# START OF Given records

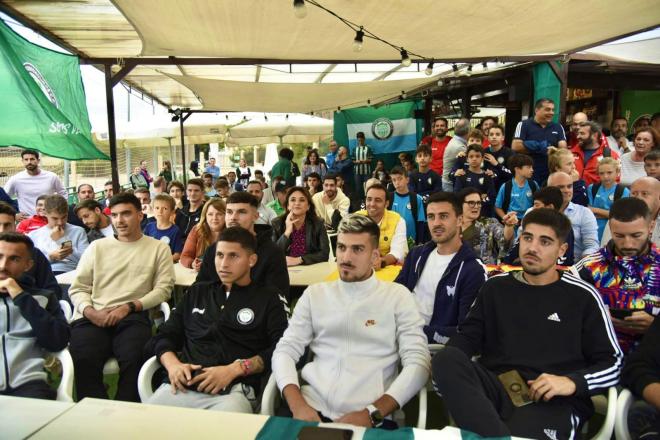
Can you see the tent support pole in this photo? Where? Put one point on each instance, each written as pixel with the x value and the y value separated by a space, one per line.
pixel 182 119
pixel 112 134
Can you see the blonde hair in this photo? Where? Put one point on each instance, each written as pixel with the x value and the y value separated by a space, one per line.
pixel 555 157
pixel 204 233
pixel 609 161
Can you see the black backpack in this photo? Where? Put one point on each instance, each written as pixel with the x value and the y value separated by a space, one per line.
pixel 618 191
pixel 508 187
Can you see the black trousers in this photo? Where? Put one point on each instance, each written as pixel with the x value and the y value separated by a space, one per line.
pixel 478 403
pixel 36 389
pixel 92 346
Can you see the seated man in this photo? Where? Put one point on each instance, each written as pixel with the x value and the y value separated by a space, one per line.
pixel 35 221
pixel 625 272
pixel 331 204
pixel 444 274
pixel 62 243
pixel 583 221
pixel 552 198
pixel 31 321
pixel 98 225
pixel 393 245
pixel 270 269
pixel 40 270
pixel 535 328
pixel 119 279
pixel 225 332
pixel 641 375
pixel 359 330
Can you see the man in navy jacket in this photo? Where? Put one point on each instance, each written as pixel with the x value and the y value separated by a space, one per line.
pixel 444 274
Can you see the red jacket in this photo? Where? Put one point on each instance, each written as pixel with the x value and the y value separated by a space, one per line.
pixel 589 171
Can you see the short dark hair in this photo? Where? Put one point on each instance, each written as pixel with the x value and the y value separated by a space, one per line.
pixel 448 197
pixel 16 237
pixel 236 234
pixel 520 160
pixel 539 102
pixel 125 197
pixel 652 155
pixel 398 170
pixel 243 197
pixel 476 148
pixel 83 185
pixel 56 203
pixel 90 204
pixel 549 195
pixel 359 224
pixel 551 218
pixel 628 209
pixel 175 184
pixel 379 186
pixel 7 209
pixel 34 153
pixel 499 126
pixel 330 176
pixel 197 182
pixel 424 148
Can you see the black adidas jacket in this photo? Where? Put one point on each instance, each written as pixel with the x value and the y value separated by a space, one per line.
pixel 209 329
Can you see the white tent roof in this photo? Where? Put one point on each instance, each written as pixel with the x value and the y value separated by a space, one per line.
pixel 259 32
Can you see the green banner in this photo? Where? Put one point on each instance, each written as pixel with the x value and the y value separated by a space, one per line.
pixel 43 101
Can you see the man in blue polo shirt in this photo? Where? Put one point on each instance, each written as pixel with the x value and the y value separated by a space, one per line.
pixel 534 136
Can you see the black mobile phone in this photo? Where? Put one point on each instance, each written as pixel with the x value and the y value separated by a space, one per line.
pixel 622 313
pixel 319 433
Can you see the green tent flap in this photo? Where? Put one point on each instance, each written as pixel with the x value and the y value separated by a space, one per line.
pixel 546 85
pixel 43 100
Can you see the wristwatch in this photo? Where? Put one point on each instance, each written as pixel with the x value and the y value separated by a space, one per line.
pixel 376 417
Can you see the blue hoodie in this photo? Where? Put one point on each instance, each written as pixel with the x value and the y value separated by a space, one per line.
pixel 456 290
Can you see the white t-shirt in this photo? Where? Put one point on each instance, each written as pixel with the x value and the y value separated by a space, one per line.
pixel 427 284
pixel 27 188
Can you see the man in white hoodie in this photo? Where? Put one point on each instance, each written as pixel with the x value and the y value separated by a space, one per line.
pixel 359 330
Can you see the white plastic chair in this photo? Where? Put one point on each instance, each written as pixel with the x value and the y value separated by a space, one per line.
pixel 111 365
pixel 271 398
pixel 65 389
pixel 623 403
pixel 66 308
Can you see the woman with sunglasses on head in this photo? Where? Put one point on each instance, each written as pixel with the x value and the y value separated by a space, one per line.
pixel 486 235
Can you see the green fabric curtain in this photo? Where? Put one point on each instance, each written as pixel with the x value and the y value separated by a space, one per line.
pixel 43 101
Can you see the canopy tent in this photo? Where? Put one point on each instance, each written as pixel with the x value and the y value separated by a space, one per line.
pixel 280 128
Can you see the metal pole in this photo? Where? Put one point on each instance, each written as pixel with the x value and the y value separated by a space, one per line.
pixel 112 134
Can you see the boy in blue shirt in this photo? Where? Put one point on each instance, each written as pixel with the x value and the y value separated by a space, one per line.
pixel 164 228
pixel 408 205
pixel 602 195
pixel 516 194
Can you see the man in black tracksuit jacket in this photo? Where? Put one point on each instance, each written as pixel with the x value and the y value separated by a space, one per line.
pixel 270 270
pixel 550 327
pixel 222 333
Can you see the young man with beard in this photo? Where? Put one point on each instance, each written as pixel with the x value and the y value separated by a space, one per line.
pixel 627 271
pixel 369 353
pixel 270 269
pixel 118 280
pixel 331 204
pixel 544 334
pixel 225 332
pixel 444 274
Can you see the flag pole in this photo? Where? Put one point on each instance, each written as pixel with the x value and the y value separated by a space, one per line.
pixel 112 134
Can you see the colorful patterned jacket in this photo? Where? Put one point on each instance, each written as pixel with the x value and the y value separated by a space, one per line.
pixel 624 283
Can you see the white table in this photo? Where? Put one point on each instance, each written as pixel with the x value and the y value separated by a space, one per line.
pixel 20 417
pixel 184 277
pixel 314 273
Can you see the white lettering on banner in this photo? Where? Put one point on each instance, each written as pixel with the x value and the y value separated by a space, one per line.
pixel 61 127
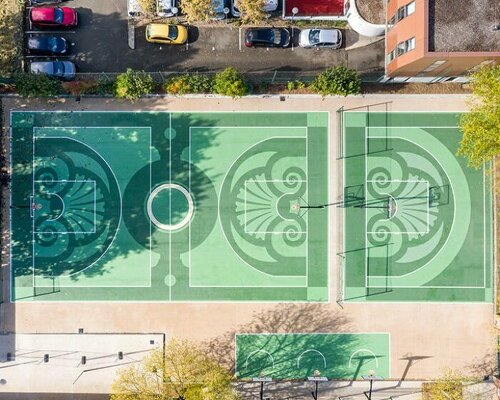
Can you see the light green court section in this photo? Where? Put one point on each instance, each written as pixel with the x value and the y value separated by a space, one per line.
pixel 291 356
pixel 417 219
pixel 158 206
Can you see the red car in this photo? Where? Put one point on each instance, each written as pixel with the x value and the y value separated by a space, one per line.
pixel 53 17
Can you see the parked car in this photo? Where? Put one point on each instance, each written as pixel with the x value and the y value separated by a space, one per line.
pixel 218 8
pixel 269 6
pixel 48 45
pixel 166 8
pixel 166 34
pixel 320 38
pixel 58 69
pixel 53 17
pixel 35 2
pixel 267 37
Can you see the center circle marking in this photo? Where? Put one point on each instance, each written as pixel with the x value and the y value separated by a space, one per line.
pixel 170 207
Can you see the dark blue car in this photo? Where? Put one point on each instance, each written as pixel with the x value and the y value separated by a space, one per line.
pixel 47 45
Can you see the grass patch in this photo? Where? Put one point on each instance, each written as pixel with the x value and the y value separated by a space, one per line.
pixel 11 36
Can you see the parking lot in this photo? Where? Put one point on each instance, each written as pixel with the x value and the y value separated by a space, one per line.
pixel 100 44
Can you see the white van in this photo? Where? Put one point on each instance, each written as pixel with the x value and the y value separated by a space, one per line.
pixel 164 8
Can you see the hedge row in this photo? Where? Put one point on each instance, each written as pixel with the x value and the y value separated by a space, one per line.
pixel 135 84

# END OF Given records

- [Task directions]:
Render the whole listing above as a numbered list, one entry per line, with blank lines omitted and the pictures left out.

- [Answer to this exercise]:
1. Can you see the tent support pole in this photo? Where? Put one point on each instance, each written as pixel with the x value and the y value separated by a space, one per line.
2. pixel 182 119
3. pixel 112 134
4. Can you see the blonde hair in this photo? Where? Put one point on each instance, each written as pixel with the x value and the y value separated by a space, one per line.
5. pixel 555 157
6. pixel 204 233
7. pixel 609 161
8. Can you see the black backpack in this photo? Where? Put one point on each instance, each written as pixel with the x value and the y value separated by a space, one per line.
9. pixel 618 191
10. pixel 508 187
11. Can you see the black trousers in this photo? Where? Put one point on each instance, each written as pixel with the x value and the y value separated by a space, one per line.
12. pixel 478 403
13. pixel 36 389
14. pixel 92 346
15. Can you see the seated man in this photo? Where? Put one point on each instance, each written as pixel with the x value and the y value separated by a space, one per line.
16. pixel 35 221
17. pixel 625 272
18. pixel 331 204
19. pixel 444 274
20. pixel 62 243
21. pixel 583 221
22. pixel 552 198
23. pixel 31 321
24. pixel 98 225
25. pixel 393 245
26. pixel 270 269
27. pixel 40 270
28. pixel 535 328
29. pixel 119 279
30. pixel 225 332
31. pixel 641 375
32. pixel 359 330
33. Can you see the man in navy jacket in this photo? Where? Put one point on each instance, each written as pixel with the x value and the y value separated by a space, one per line.
34. pixel 444 274
35. Can you see the red jacket in this photo? Where? Put one point on each instance, each written as pixel with the x value and the y value separated by a space, one per line.
36. pixel 589 171
37. Can you see the short dark hair in this photo? Where? Put one point on each instance, each written as pixel with the x value and the y value separated by a space, one per line.
38. pixel 448 197
39. pixel 16 237
40. pixel 236 234
41. pixel 520 160
42. pixel 539 102
43. pixel 125 197
44. pixel 652 155
45. pixel 398 170
46. pixel 243 197
47. pixel 476 148
48. pixel 83 185
49. pixel 56 203
50. pixel 90 204
51. pixel 549 195
52. pixel 359 224
53. pixel 551 218
54. pixel 628 209
55. pixel 175 184
56. pixel 379 186
57. pixel 7 209
58. pixel 34 153
59. pixel 499 126
60. pixel 330 176
61. pixel 197 182
62. pixel 424 148
63. Can you see the black adidas jacket in this photo? Where? Put one point on each instance, each written as pixel with the x value and the y value separated by a space, one per line.
64. pixel 209 329
65. Can you see the white tent roof in this photo? Where? Put one point on each instance, each written as pixel with the x value and the y value separated by a space, one per line.
66. pixel 259 32
67. Can you see the green banner in this photo? Where? Put one point on each instance, each written as pixel with the x value and the y value separated by a space, one per line.
68. pixel 43 101
69. Can you see the man in blue polo shirt in this photo? Where? Put one point on each instance, each written as pixel with the x value and the y value separated by a space, one per line.
70. pixel 534 136
71. Can you see the black mobile phone in this photo? Where? Put one point on each instance, each written as pixel with the x value and the y value separated by a space, one per line.
72. pixel 622 313
73. pixel 319 433
74. Can you see the green tent flap in this photo? Where? Put one point on each instance, each written as pixel with the x value and the y value separated by a space, one per line.
75. pixel 546 85
76. pixel 43 100
77. Can you see the wristwatch in this photo? Where? Put one point on each instance, each written as pixel with the x value and the y value separated by a space, one per line.
78. pixel 376 417
79. Can you see the blue hoodie in this photo? Where? Put one point on each instance, each written as pixel with the x value and the y value separated by a space, one per line.
80. pixel 456 290
81. Can you see the white t-shirt in this photo? Where? Put one point on each instance, each written as pixel with the x value and the y value separated by a space, one per line.
82. pixel 427 284
83. pixel 27 188
84. Can you see the man in white hoodie in this photo? Where? Put one point on each instance, each written as pixel with the x value and the y value separated by a space, one per line.
85. pixel 359 330
86. Can you see the white plastic chair in this photo? Where? Put one point on each instance, each written as pixel with the x value and the y value separated by a space, one per line.
87. pixel 111 365
88. pixel 271 398
89. pixel 65 389
90. pixel 623 403
91. pixel 66 308
92. Can you see the woman with sunglasses on head in this photo? Where? Put one point on each instance, each written as pixel with the x value and the y value separated by a space, one per line.
93. pixel 486 235
94. Can you see the green fabric curtain in this photo? Where? Put one point on each instance, each written as pixel with the x value and the y value separated by a space, one per line.
95. pixel 43 101
96. Can you see the canopy tent in this photo? Where? Put one point on each instance, each written as pixel with the x value and the y value separated by a space, one per line.
97. pixel 280 128
98. Can you see the metal pole in this photo? Where? Put one point on each instance, each written as pixel with the x value and the y value separated by a space, one per line.
99. pixel 112 134
100. Can you see the boy in blue shirt in this photo? Where? Put one point on each instance, each written as pixel with the x value and the y value separated by a space, one per line.
101. pixel 164 228
102. pixel 408 205
103. pixel 602 195
104. pixel 516 194
105. Can you see the man in black tracksuit jacket in this photo? Where? Put one point on each instance, each written as pixel with the x value and the y value separated by a space, one per line.
106. pixel 270 270
107. pixel 550 327
108. pixel 222 333
109. Can you see the young man with beard in this photo? Where? Put one point on each instance, each written as pixel with the x value and the y value separated by a space, one per line.
110. pixel 627 271
111. pixel 369 353
112. pixel 270 269
113. pixel 118 280
114. pixel 331 204
115. pixel 544 334
116. pixel 225 332
117. pixel 444 274
118. Can you see the flag pole in this photo? Where? Put one point on each instance, each written as pixel with the x value and the y value separated by a space, one per line.
119. pixel 112 134
120. Can you see the colorful patterned jacket in this photo? Where? Put one point on each instance, each written as pixel with the x value and the y value separated by a space, one per line.
121. pixel 624 283
122. Can you see the white table in this photo? Where? Put one point on each instance, each written as pixel with the x value and the y value separated by a space, one per line.
123. pixel 20 417
124. pixel 184 277
125. pixel 314 273
126. Can you see the white lettering on banner in this photo? Where? Put one point on each instance, each written as pixel with the x value and the y value separated by a space, one per line.
127. pixel 61 127
128. Can you see the light green court section in this photo? Where? Put one point on each instance, each written as pixel with the x value and the y value separated by a space, one per line.
129. pixel 291 356
130. pixel 417 219
131. pixel 158 206
132. Can you see the red car in this photo? Where? Put one point on each instance, each written as pixel with the x value and the y value separated by a space, one per line.
133. pixel 53 17
134. Can you see the parked car in this photo? Where? Put one point on each instance, each written as pixel with the x value and the y value separated by a space, one per line.
135. pixel 218 8
136. pixel 269 6
137. pixel 48 45
138. pixel 166 8
139. pixel 166 34
140. pixel 320 38
141. pixel 58 69
142. pixel 53 17
143. pixel 35 2
144. pixel 267 37
145. Can you see the center circle marking in this photo? Where? Put one point on each instance, each written as pixel with the x value and the y value separated by a space, one per line.
146. pixel 170 207
147. Can you see the dark blue car in this photo? Where? Put one point on each instance, each written as pixel with the x value and the y value separated by a space, one per line.
148. pixel 47 45
149. Can you see the grass patch in this photo? Where? Put one point on each instance, each written as pixel with the x value and the y value separated by a space, one per line.
150. pixel 11 36
151. Can you see the parking lot in this photo? Where? Put one point on each instance, each written as pixel with the x value and the y value separated by a space, one per line.
152. pixel 100 44
153. Can you see the white van in this photo? Where? Put one point on each instance, each written as pixel with the x value and the y value separated by a space, one per line.
154. pixel 164 8
155. Can you see the hedge row in this photo? Where? Put one point on each instance, each written as pixel with the x value and the y value separated by a space, one per line.
156. pixel 135 84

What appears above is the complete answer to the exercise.